» **EXCERPT PROVIDED**:
-- Begin --
Hannibal Ingalls Kimball (May 16, 1832 – April 28, 1895) was an American entrepreneur and important businessman in post-Civl War Atlanta, Georgia.

Born in Oxford County, Maine to family of Methodist wheel-wrights. He was the fifth boy of 10 children by his father, Peter Kimball, a highly regarded wheel-wright, and his mother, Betsey Emerson.

He stayed in that and the carriage business moving first to Norway, Maine then later to the largest carriage manufacturing center, New Haven, Connecticut where he partnered with his brothers to form a company that was later taken over by G .& D. Cook & Co Carriage Makers., Kimball was made partner in the company after the take-over. Many of their customers were in the South, and after the beginning of the American Civil War many debts went unpaid, and the business failed.

The carriage company flourished, and by 1860 had over 300 employees. Kimball and George Cook also invented a top-prop for carriages. The patent was issued on December 27, 1859

In 1858, Kimball married Mary Cook, the eldest daughter of his business partner, George Cook. Kimball then moved to Central City, Colorado as the agent for a mining company and regained his fortune. While in Colorado, he met George Pullman who hired him in 1866 to establish the Pullman Company's sleeping car lines in the South. Initially to be headquartered in Nashville, Tennessee, he decided on Atlanta, moving his family there in 1867.

Kimball was the father of American printer Ingalls Kimball, born April 2, 1874 with the same full name, Hannibal Ingalls Kimball.

One of his first tasks in Atlanta was helping to convince the constitutional convention of Georgia to move the state capital from Milledgeville to Atlanta. In 1868, shortly after the congress agreed to move the capital, Kimball purchased an abandoned opera house and constructed the first capitol building. The building was completed in only 4 months, after which it was leased to the city, which then agreed to provide it without cost to the state for 10 years. The next year, the Georgia Legislature purchased the building, with the city paying $100,000 for part of the cost permanently making Atlanta the capital of Georgia.
-- End --
» **DATASET EXCERPT**:
-- Begin --
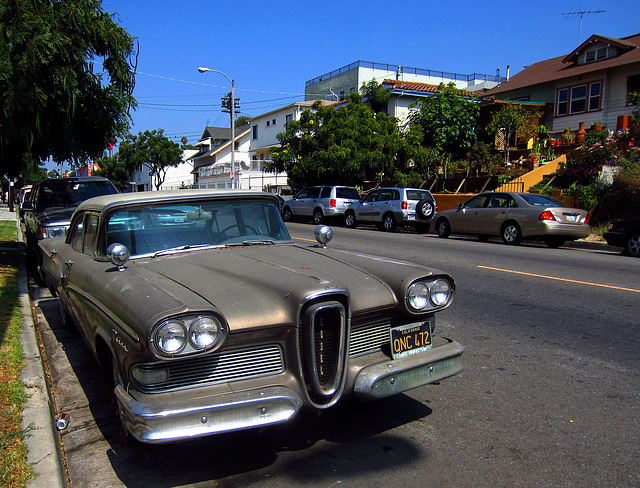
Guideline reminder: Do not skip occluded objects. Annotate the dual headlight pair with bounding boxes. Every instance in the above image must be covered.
[405,278,453,313]
[151,315,224,356]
-- End --
» **OBJECTIVE**: Reproduce the stretch from "Born in Oxford" through "mother, Betsey Emerson." in the Hannibal Ingalls Kimball biography, replacing "Methodist" with "Baptist".

» **EXERCISE ANSWER**:
Born in Oxford County, Maine to family of Baptist wheel-wrights. He was the fifth boy of 10 children by his father, Peter Kimball, a highly regarded wheel-wright, and his mother, Betsey Emerson.